== Segment start ==
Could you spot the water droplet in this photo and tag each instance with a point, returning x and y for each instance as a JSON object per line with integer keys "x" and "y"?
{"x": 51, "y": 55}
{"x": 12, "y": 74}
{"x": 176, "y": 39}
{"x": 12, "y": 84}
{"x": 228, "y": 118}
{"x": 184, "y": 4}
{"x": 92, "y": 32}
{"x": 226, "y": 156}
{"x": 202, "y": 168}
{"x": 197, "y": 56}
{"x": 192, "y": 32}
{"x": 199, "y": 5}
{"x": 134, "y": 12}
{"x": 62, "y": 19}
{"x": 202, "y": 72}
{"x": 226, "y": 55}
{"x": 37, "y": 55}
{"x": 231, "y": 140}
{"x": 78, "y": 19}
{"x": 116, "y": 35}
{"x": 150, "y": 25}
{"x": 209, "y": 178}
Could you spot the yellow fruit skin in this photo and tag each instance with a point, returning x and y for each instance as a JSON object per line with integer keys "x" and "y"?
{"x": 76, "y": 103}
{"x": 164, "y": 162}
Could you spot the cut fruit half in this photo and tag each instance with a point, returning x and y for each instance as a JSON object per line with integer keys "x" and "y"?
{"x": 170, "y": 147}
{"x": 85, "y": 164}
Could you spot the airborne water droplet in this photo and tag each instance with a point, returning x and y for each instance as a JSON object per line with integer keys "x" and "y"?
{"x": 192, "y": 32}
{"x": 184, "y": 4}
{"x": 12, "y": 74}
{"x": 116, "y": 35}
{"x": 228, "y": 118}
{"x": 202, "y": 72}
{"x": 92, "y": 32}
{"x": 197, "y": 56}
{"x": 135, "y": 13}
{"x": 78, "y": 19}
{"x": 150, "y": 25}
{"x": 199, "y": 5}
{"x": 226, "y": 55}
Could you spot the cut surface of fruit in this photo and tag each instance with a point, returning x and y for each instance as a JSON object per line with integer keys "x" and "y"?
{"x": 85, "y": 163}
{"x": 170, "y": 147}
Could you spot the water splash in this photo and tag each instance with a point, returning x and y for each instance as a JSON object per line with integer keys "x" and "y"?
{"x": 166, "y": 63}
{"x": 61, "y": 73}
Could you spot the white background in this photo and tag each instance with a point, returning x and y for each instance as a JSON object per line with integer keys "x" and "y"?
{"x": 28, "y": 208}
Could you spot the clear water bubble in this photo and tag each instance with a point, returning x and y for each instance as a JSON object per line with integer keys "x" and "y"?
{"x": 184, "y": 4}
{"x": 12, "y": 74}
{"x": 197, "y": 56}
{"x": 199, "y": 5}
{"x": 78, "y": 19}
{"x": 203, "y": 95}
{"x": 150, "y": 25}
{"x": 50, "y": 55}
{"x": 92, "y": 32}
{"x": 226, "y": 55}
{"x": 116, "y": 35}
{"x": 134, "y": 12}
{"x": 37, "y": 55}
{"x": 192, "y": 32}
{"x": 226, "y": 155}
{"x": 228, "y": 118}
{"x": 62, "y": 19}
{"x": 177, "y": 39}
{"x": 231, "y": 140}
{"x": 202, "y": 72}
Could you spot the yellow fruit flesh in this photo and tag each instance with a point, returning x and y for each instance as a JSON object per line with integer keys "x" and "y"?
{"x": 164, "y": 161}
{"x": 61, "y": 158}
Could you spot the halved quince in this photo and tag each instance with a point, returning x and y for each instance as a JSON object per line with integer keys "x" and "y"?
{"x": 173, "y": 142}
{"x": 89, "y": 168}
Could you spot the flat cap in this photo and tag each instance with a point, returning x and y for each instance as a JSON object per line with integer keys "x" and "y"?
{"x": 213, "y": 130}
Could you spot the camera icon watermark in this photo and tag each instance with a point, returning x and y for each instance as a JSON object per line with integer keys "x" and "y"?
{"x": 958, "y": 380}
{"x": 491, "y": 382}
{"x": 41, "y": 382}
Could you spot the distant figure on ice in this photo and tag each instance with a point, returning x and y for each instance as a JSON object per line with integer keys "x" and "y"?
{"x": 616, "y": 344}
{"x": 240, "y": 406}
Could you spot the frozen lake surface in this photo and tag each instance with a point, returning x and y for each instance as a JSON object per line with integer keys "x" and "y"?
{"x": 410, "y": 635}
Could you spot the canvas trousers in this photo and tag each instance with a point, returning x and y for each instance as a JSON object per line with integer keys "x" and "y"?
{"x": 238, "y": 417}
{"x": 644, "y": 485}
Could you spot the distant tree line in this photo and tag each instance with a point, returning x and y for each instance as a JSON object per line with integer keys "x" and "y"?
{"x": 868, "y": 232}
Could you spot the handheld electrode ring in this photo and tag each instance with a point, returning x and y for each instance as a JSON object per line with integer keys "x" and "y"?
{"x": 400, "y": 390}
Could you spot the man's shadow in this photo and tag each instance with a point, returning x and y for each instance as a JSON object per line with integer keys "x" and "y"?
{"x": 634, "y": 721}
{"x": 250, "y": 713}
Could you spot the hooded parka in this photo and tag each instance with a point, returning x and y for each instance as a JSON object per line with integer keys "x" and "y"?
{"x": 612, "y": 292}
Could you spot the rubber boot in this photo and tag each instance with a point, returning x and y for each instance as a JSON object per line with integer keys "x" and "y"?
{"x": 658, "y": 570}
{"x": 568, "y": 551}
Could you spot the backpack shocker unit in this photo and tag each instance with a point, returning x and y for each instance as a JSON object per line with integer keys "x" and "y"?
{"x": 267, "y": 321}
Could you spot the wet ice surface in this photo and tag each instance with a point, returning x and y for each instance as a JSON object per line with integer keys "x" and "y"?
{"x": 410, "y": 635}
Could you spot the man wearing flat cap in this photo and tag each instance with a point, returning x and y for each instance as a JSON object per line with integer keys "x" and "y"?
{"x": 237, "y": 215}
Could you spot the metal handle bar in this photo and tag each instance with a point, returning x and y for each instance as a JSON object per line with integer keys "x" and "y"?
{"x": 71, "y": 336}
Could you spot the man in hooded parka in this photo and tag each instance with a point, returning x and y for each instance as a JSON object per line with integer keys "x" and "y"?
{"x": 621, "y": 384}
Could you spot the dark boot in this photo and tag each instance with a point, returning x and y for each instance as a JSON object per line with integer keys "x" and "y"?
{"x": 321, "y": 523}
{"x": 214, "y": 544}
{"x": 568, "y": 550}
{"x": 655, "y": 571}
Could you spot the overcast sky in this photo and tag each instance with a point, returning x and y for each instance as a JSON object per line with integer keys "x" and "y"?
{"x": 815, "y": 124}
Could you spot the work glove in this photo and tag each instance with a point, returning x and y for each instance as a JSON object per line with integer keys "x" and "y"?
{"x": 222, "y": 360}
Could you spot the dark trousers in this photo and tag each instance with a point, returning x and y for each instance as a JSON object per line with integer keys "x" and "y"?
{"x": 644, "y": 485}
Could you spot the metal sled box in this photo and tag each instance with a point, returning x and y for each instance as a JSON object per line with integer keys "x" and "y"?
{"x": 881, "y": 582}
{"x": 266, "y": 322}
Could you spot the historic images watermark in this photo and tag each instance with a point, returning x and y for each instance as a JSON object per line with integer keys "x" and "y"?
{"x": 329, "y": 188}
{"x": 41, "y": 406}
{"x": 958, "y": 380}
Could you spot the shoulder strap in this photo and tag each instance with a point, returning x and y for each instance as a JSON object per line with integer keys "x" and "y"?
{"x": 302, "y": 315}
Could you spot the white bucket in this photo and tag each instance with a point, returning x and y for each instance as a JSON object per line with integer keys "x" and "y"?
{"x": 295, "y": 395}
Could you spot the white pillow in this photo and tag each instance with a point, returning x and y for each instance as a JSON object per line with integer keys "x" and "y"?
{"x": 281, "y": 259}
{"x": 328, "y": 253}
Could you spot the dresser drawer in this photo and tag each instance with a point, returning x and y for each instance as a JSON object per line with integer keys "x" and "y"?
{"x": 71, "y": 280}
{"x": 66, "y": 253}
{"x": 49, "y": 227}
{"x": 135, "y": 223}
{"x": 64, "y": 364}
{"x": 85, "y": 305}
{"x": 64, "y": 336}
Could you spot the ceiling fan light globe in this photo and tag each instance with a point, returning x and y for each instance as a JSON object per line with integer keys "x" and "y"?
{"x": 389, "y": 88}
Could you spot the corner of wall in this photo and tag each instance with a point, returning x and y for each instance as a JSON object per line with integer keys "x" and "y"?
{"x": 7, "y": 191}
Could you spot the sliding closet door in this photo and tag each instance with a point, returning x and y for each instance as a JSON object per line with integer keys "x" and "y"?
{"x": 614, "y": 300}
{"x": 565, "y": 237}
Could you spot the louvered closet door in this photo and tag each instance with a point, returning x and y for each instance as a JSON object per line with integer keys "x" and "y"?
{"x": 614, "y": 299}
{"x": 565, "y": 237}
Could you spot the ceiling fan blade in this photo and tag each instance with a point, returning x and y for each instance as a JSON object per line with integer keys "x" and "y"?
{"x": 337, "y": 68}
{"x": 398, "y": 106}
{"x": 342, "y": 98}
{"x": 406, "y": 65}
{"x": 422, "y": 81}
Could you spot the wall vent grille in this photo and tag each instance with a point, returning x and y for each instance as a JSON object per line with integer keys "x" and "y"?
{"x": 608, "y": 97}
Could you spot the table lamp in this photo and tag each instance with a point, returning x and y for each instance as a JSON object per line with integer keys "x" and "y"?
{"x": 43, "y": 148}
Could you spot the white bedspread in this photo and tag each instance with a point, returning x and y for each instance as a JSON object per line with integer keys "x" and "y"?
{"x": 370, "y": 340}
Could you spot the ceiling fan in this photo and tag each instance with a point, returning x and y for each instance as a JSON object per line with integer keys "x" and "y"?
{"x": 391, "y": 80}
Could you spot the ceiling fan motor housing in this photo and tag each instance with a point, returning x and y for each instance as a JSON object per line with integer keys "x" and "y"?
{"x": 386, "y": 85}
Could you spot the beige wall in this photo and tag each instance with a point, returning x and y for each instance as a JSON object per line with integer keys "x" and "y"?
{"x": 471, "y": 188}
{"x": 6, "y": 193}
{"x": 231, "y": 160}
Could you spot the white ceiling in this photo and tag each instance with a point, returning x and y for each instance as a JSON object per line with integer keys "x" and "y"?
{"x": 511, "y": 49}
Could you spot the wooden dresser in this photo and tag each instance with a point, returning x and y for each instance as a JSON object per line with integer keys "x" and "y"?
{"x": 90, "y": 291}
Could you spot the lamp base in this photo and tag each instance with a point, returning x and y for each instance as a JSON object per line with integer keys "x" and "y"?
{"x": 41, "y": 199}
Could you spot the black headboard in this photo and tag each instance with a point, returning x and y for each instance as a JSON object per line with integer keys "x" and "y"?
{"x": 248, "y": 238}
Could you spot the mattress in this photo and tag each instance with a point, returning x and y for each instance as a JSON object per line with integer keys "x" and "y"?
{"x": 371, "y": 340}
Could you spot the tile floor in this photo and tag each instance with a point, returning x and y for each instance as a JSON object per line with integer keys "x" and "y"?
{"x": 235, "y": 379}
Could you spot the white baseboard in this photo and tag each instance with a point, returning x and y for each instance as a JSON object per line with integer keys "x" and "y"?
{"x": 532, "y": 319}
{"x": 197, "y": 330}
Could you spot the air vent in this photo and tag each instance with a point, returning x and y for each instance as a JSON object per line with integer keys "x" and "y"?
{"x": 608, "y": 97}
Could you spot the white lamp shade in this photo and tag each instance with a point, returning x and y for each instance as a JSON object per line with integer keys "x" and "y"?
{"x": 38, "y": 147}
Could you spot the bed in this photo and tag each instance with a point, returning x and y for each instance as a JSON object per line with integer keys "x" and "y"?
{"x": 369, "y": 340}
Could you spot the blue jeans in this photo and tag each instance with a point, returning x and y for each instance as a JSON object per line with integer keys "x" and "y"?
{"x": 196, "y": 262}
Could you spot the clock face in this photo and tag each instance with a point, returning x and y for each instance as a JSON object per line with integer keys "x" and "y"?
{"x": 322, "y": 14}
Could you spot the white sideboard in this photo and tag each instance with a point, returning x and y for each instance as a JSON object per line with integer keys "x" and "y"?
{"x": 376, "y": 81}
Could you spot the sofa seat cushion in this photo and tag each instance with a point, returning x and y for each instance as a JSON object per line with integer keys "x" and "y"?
== Segment end ==
> [TASK DETAILS] Would you set down exactly the lines from the line with "Could you spot the tile" through the last one in the material?

> [TASK ANSWER]
Could you spot the tile floor in this photo and tag each instance with a point, returning x and y for each instance as a JSON object per line with integer keys "x" and "y"?
{"x": 235, "y": 379}
Could you spot the white baseboard in this photo and tag each instance with a point, returning x and y for each instance as a JSON object per line with integer keys "x" and "y"?
{"x": 532, "y": 319}
{"x": 197, "y": 330}
Could you spot the air vent in this photo and tag each instance with a point, returning x and y for each instance as a JSON object per line with integer keys "x" and "y"?
{"x": 608, "y": 97}
Could you spot the white lamp shade in this photo and tag each instance with a point, returning x and y for each instance as a JSON object per line with integer keys "x" and "y"?
{"x": 38, "y": 147}
Could you spot the bed in this photo and tag each instance with a point, returning x and y for each instance as a JSON object per line with integer keys "x" and "y"?
{"x": 369, "y": 340}
Could you spot the blue jeans in this photo and tag each instance with a point, returning x and y for each instance as a JSON object per line with integer keys "x" and "y"?
{"x": 196, "y": 262}
Could you spot the clock face in this photo and tag each instance with a point, returning x and y for each instance as a JSON object per line with integer keys "x" and "y"?
{"x": 322, "y": 14}
Could you spot the white sideboard in this photo and tag each instance with a point, returning x and y for each instance as a JSON object per line with integer keys "x" and "y"?
{"x": 376, "y": 81}
Could you spot the sofa seat cushion in this photo and tag each instance with a point, returning x and y for each instance as a JSON object per line with integer keys "x" and "y"?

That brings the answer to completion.